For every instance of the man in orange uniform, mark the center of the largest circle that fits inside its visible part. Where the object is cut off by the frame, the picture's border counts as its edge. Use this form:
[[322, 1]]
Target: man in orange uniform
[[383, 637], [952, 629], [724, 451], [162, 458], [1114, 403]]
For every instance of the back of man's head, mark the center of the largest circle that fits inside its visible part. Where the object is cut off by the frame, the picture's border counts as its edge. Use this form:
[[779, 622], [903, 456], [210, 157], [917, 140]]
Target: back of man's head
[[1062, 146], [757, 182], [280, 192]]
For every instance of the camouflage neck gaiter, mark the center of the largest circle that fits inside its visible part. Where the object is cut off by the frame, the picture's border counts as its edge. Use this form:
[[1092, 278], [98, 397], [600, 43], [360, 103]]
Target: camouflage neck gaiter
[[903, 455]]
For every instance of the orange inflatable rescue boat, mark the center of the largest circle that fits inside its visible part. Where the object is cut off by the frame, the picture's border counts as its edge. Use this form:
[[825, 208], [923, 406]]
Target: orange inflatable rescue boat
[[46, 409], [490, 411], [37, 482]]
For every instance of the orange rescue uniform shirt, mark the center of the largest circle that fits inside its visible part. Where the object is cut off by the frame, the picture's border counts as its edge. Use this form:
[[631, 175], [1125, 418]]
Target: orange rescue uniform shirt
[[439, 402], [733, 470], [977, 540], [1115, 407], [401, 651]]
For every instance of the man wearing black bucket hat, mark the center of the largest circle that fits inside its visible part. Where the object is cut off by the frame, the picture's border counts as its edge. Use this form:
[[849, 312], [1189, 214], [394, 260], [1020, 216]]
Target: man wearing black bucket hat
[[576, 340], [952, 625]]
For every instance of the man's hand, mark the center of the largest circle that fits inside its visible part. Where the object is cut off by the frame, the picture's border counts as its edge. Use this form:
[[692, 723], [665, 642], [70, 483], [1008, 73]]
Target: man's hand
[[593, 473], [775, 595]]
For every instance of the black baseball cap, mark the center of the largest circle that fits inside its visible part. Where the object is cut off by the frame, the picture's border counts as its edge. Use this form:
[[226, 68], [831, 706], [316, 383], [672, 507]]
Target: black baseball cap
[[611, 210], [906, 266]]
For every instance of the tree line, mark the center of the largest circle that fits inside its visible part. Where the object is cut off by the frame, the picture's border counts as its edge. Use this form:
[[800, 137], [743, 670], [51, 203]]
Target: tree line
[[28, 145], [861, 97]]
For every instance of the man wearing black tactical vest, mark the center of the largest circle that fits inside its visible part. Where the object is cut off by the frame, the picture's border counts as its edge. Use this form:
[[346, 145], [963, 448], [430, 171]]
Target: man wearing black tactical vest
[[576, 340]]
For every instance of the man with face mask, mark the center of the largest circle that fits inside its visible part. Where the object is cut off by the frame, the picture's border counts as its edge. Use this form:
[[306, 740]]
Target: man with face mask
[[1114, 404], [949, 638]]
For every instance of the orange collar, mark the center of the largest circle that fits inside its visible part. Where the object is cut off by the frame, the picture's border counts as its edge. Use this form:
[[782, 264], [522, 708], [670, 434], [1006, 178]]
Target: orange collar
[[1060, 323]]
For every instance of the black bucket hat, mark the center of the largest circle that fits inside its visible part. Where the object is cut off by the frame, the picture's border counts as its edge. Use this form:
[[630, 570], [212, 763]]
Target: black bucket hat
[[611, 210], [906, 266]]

■ ■ ■ ■

Exercise requirements
Copy all of the material above word for word, keeping every line and number unchanged.

Result
For every instance of the man in orange uniform, mark the center of the largest circle that fits inside its visible part. Where the object is cut off by the frame, the picture's border counts as its edge. Use this form:
[[322, 1]]
Target: man in orange uniform
[[383, 637], [952, 629], [724, 451], [162, 458], [1114, 403]]
For every instance of the back of man's head, mark the center of the largest circle that fits inside its visible part. Where the object is cut off by the frame, the picture's border counts as its edge. Use this form:
[[779, 622], [903, 456], [210, 157], [917, 140]]
Target: back of man's head
[[1062, 146], [757, 182], [280, 192]]
For every instance of the camouflage neck gaiter, mark the center of the largest circle that fits inside its visible part. Where the object is cut off by the frame, the picture's border counts as its edge. Use this form:
[[1092, 278], [98, 397], [600, 43], [360, 103]]
Target: camouflage neck gaiter
[[903, 455]]
For every instance of the orange inflatable rescue boat, mark the center of the largest circle that fits inside its visible part. Where the object is cut off by the frame, the picture's border counts as its edge. Use this form:
[[825, 208], [923, 406]]
Target: orange inflatable rescue boat
[[46, 409], [490, 411], [37, 482]]
For every instance of the orange rescue uniform shirt, mark the center of the largest circle that fits inside its visible part. Where the object is cut off by the frame, the picture's border counts as its edge. Use this form:
[[631, 175], [1125, 418]]
Target: orange rescue uniform shirt
[[439, 402], [733, 470], [977, 540], [1115, 407], [401, 651]]
For every instance of the man wearing black bucket hat, mark the center of the largest circle that fits inside its visible part. Where the object is cut off by the frame, the picture's border counts as its edge. Use this form:
[[849, 312], [1189, 214], [394, 260], [1020, 216]]
Target: man wearing black bucket hat
[[576, 340], [952, 625]]
For every instance of the man's hand, mark the center of the largest circle that fits inside its visible part. Where the object is cut off by the frame, the picture's border counts as its edge. Use this form:
[[692, 723], [665, 642], [70, 483], [1008, 73]]
Target: man's hand
[[593, 473], [775, 595]]
For every instance of the black baseball cap, mark the center of the largest circle that fits inside its visible part. Where the object is cut off by the frame, the picture's border counts as its edge. Use this form:
[[226, 68], [831, 706], [316, 383], [672, 507]]
Target: black baseball cap
[[611, 210], [906, 266]]
For every instance of the tree line, mark the center of the largest circle that fits inside its visible part. Where the object is cut off by the frame, the picture's border counts as its edge. Use this form:
[[800, 137], [743, 670], [51, 203]]
Target: tree line
[[28, 145], [861, 97]]
For every instance of the man wearing black tactical vest, mark the center of the largest circle that fits inside its visible part. Where the object is cut off by the frame, the picture's border counts as its edge. Use this form:
[[346, 145], [963, 448], [430, 171]]
Target: man wearing black tactical vest
[[576, 340]]
For every instance of the man with face mask, mark the center of the largest circle that fits inside its visible part. Where the object is cut off by the frame, the picture's border counts as its edge. Use this form:
[[306, 740]]
Target: man with face mask
[[1114, 404], [949, 638]]
For every instance of the orange collar, mark the center of the largest circle that fits inside its visible part. Where the object is cut off by the frame, the picture's border counts as its edge. Use this form:
[[782, 264], [522, 708], [670, 434], [1006, 178]]
Target: orange collar
[[1060, 323]]
For every instance of the black bucket hat, mark the center of the largest circle that fits inside its visible part. Where the object is cut off by the frame, the picture's border counts as its edge. Use this form:
[[630, 570], [212, 763]]
Target: black bucket hat
[[611, 210], [906, 266]]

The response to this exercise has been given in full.